-- Supplied material start --

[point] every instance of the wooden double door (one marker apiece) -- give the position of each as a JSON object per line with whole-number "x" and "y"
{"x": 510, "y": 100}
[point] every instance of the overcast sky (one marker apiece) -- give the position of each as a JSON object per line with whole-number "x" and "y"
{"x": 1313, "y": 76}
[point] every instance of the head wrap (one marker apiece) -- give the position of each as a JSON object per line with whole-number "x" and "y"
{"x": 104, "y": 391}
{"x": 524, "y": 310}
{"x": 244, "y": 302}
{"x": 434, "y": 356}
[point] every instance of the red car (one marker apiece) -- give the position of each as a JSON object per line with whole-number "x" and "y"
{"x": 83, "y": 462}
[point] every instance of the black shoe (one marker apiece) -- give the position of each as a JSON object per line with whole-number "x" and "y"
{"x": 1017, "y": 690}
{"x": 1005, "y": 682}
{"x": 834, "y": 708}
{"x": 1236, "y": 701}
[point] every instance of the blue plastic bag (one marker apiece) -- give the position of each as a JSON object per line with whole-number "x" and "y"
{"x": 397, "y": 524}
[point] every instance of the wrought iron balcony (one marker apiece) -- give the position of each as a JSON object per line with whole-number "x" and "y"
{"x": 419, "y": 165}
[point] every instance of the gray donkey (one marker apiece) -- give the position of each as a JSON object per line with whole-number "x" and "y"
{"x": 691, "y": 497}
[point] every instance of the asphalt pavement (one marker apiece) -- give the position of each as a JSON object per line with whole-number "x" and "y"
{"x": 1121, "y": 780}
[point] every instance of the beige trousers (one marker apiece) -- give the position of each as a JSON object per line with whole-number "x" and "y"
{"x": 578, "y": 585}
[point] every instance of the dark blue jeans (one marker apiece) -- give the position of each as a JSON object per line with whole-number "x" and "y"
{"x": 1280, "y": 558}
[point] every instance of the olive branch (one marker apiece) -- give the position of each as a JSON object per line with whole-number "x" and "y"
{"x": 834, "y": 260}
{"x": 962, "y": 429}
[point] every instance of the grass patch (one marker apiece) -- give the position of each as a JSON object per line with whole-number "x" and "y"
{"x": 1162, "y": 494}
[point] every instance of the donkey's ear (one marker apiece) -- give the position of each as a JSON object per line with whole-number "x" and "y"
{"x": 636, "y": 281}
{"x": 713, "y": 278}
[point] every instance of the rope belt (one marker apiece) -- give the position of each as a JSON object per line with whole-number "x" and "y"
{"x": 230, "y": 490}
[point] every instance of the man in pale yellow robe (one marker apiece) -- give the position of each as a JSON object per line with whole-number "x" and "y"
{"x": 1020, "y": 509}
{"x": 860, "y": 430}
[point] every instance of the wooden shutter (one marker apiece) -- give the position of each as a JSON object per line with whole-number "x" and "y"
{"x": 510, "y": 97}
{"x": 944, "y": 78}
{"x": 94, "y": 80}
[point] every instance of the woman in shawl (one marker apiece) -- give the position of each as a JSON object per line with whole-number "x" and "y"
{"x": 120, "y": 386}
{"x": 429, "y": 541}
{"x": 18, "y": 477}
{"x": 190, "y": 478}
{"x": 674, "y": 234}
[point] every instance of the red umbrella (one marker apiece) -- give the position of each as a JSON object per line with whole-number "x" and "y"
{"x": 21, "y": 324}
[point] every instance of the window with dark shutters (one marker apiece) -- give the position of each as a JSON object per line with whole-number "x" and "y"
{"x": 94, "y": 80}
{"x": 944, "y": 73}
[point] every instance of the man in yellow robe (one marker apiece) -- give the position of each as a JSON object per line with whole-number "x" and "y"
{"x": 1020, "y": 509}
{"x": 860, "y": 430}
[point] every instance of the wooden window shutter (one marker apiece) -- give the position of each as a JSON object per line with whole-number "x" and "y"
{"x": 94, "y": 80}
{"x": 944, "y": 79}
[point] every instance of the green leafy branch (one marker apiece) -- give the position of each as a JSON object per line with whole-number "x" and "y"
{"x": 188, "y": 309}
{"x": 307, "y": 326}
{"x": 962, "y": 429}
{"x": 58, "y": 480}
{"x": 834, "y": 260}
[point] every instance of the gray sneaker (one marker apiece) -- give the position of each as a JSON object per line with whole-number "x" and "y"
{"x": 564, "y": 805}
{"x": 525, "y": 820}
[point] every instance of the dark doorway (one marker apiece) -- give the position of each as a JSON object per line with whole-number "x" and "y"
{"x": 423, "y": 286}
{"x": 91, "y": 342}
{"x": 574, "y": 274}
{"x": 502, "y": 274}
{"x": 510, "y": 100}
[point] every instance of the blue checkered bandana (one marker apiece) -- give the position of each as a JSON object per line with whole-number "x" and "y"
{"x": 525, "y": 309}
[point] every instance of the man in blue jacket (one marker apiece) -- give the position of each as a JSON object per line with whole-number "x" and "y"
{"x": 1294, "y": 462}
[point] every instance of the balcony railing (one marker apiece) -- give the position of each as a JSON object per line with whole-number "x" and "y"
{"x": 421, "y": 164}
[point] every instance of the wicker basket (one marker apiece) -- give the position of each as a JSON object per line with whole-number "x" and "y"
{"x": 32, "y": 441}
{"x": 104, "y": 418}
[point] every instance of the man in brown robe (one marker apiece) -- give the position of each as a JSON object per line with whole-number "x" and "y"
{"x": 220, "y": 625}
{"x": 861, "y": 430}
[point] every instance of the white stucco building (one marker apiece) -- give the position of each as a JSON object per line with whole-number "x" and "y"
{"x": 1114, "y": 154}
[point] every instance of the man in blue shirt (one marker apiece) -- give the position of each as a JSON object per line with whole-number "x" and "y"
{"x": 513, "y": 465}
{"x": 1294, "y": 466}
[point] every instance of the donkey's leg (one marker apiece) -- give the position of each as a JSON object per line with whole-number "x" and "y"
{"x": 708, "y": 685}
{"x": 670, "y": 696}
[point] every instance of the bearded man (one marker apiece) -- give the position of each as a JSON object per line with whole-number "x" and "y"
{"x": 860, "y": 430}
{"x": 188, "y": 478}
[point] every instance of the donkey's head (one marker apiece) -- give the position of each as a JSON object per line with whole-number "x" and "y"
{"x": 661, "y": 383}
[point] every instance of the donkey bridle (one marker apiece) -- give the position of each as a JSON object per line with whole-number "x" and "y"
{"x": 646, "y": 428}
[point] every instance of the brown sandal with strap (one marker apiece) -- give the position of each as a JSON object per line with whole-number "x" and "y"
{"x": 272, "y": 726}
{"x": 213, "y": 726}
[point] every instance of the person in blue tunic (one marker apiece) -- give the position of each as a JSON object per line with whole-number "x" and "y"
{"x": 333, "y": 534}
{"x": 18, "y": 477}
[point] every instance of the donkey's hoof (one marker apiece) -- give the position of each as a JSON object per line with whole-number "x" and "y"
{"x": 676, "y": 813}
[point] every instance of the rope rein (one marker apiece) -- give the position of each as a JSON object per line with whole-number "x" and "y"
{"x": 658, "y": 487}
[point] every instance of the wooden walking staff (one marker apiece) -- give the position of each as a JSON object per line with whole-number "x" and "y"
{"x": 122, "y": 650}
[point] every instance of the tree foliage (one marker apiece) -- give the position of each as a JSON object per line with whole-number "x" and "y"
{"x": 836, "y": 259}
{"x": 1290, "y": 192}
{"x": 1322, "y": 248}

-- Supplied material end --

- **Short problem**:
Go through the material above line by line and copy it exactly.

- **Final result**:
[point] every instance of the wooden double door (one marker apiece) -- give the position of each as a JSON object per line with whole-number "x" and "y"
{"x": 510, "y": 100}
[point] every instance of the overcast sky (one marker apiece) -- give the position of each as a JSON object per line with whole-number "x" and "y"
{"x": 1313, "y": 76}
[point] every instance of the head wrap (one marker apiece) -- give the position of each as a JSON object per line with whole-number "x" and "y"
{"x": 104, "y": 391}
{"x": 524, "y": 310}
{"x": 244, "y": 302}
{"x": 434, "y": 356}
[point] every instance of the red car (one marker apiece) -- give the position of each as a JSON object per line with whole-number "x" and "y"
{"x": 83, "y": 462}
[point] every instance of the black shoe (one marker apiece) -- give the position of each as a JSON object per line with whole-number "x" and "y"
{"x": 1017, "y": 690}
{"x": 1005, "y": 682}
{"x": 834, "y": 708}
{"x": 1236, "y": 701}
[point] every instance of the blue plastic bag (one marker apiece) -- give the position of each as a JSON object per line with whole-number "x" and "y"
{"x": 397, "y": 524}
[point] every instance of the wrought iron balcony (one marker apiece) -- give the position of each as a JSON object per line with whole-number "x" and "y"
{"x": 419, "y": 165}
[point] every instance of the gray donkey (one marker apiece) -- give the position of each as a JSON object per line with whole-number "x" and "y"
{"x": 691, "y": 497}
[point] every instance of the asphalt pavement (one marker apiece) -- give the position of each as a JSON object per line with whole-number "x" and "y"
{"x": 1121, "y": 780}
[point] every instance of the beige trousers (one marker apiece) -- give the position of each as a JSON object per line with whole-number "x" and "y"
{"x": 578, "y": 585}
[point] every instance of the dark blue jeans (one marker apiece) -- give the position of each as a JSON object per line with whole-number "x" and "y"
{"x": 1280, "y": 558}
[point] every instance of the olive branch (one marker apiece) -- give the position of each as a JSON object per line with whole-number "x" and "y"
{"x": 834, "y": 260}
{"x": 962, "y": 429}
[point] every instance of the grass patch (one marker apiece) -- give the position of each as a JSON object per line with whole-number "x" and "y"
{"x": 1162, "y": 494}
[point] every instance of the donkey's ear (one marker apiece) -- give the position of each as a JSON object per line with whole-number "x" and "y"
{"x": 636, "y": 281}
{"x": 713, "y": 278}
[point] every instance of the rope belt (one marker apiece) -- give the position of each as a JSON object per line with whole-number "x" and "y"
{"x": 230, "y": 490}
[point] every instance of the man in pale yellow robe (one marker apiece) -- give the position of each as a JSON object per line with whole-number "x" and "y"
{"x": 1020, "y": 509}
{"x": 860, "y": 430}
[point] every instance of the wooden shutter (one marker apiece) -- give the position of each as a JSON object per line with whole-number "x" and "y"
{"x": 510, "y": 97}
{"x": 944, "y": 78}
{"x": 94, "y": 80}
[point] every instance of the woman in shawl (one marker apiece) -- give the position of each as a JSON object per line with whole-number "x" and "y"
{"x": 120, "y": 386}
{"x": 429, "y": 541}
{"x": 18, "y": 477}
{"x": 190, "y": 478}
{"x": 674, "y": 234}
[point] every instance of the red umbrella (one marker apiece) -- give the position of each as a JSON object per line with whole-number "x" and "y"
{"x": 21, "y": 324}
[point] every instance of the window with dark shutters (one marker apiece) -- give the position of each as a JSON object per line with whole-number "x" and "y"
{"x": 94, "y": 80}
{"x": 944, "y": 73}
[point] every instance of the man in yellow robe (one marker apiece) -- give the position of each as a JSON object per line with whole-number "x" and "y"
{"x": 1020, "y": 509}
{"x": 860, "y": 430}
[point] every instance of the wooden window shutter (one marker apiece) -- give the position of each as a JSON object per line with whole-number "x" and "y"
{"x": 94, "y": 80}
{"x": 944, "y": 79}
[point] every instance of the green leafy branch (one marker apiece) -- give the position of each as a JSON object per line with whole-number "x" and "y"
{"x": 188, "y": 309}
{"x": 307, "y": 326}
{"x": 962, "y": 429}
{"x": 58, "y": 480}
{"x": 834, "y": 260}
[point] every instance of the gray sneaker (one marker apiece) -- give the position of each as a JSON object per line with whole-number "x" and "y"
{"x": 564, "y": 805}
{"x": 525, "y": 820}
[point] every instance of the dark doorway (one marker apiece) -- give the position of each as a JSON object per line with whole-number "x" and "y"
{"x": 423, "y": 286}
{"x": 91, "y": 342}
{"x": 574, "y": 274}
{"x": 502, "y": 274}
{"x": 510, "y": 100}
[point] every instance of the blue checkered bandana (one marker apiece) -- give the position of each as a JSON object per line with whole-number "x" and "y"
{"x": 525, "y": 309}
[point] every instance of the man in blue jacket (one marker apiece) -- give the position of each as a JSON object per line with whole-number "x" and "y"
{"x": 1294, "y": 462}
[point] every instance of the balcony railing (one marker apiece) -- give the position of each as a JSON object per line with whole-number "x" and "y"
{"x": 421, "y": 164}
[point] every instance of the wicker basket (one marker apiece) -- give the position of each as a JSON object per line with whole-number "x" and "y"
{"x": 32, "y": 441}
{"x": 104, "y": 418}
[point] every instance of the man in brown robe (one marker apiece) -- give the position of each as a JSON object per line with whole-number "x" and "y"
{"x": 220, "y": 625}
{"x": 861, "y": 430}
[point] every instance of the white stucco building (one marker apiece) -- give the position of each as a JSON object per line with whole-number "x" and "y"
{"x": 1114, "y": 154}
[point] every instance of the man in blue shirt (one marker apiece) -- give the position of each as a JSON object per line with whole-number "x" and "y"
{"x": 513, "y": 465}
{"x": 1294, "y": 466}
[point] every instance of the donkey's leg (one marker apiece) -- give the position of each as a JSON object per line with whole-number "x" and "y"
{"x": 708, "y": 685}
{"x": 670, "y": 696}
[point] every instance of the bearded man (one marker apiece) -- give the position of each as a JSON object per line with whole-number "x" and "y"
{"x": 860, "y": 430}
{"x": 188, "y": 478}
[point] every instance of the donkey's head (one marker apiece) -- give the position of each as a JSON object per line with whole-number "x" and "y"
{"x": 661, "y": 383}
[point] every instance of the donkey bridle (one marker apiece) -- give the position of each as a JSON object per line with whole-number "x" and "y"
{"x": 646, "y": 428}
[point] every instance of the brown sandal with strap (one marker apiece) -- give the position of each as a JSON object per line with whole-number "x" and "y"
{"x": 272, "y": 726}
{"x": 213, "y": 726}
[point] every instance of the person in blue tunic (one marker apiece) -- give the position of each as a JSON object per line with whole-number "x" and "y"
{"x": 333, "y": 534}
{"x": 18, "y": 477}
[point] every instance of the donkey's hoof (one marker apiece) -- give the position of each as a JSON object per line with whole-number "x" and "y"
{"x": 676, "y": 813}
[point] every instance of the rope rein (one marker apiece) -- give the position of each as a JSON object per line with whole-number "x" and "y"
{"x": 658, "y": 487}
[point] every instance of the wooden walking staff (one marker apiece) -- give the position of each as a JSON object per line with whole-number "x" and "y"
{"x": 122, "y": 650}
[point] every instance of the tree foliage (one marker apiece) -- give the position of each as a JSON object per line with whole-number "x" and "y"
{"x": 836, "y": 259}
{"x": 1290, "y": 192}
{"x": 1322, "y": 248}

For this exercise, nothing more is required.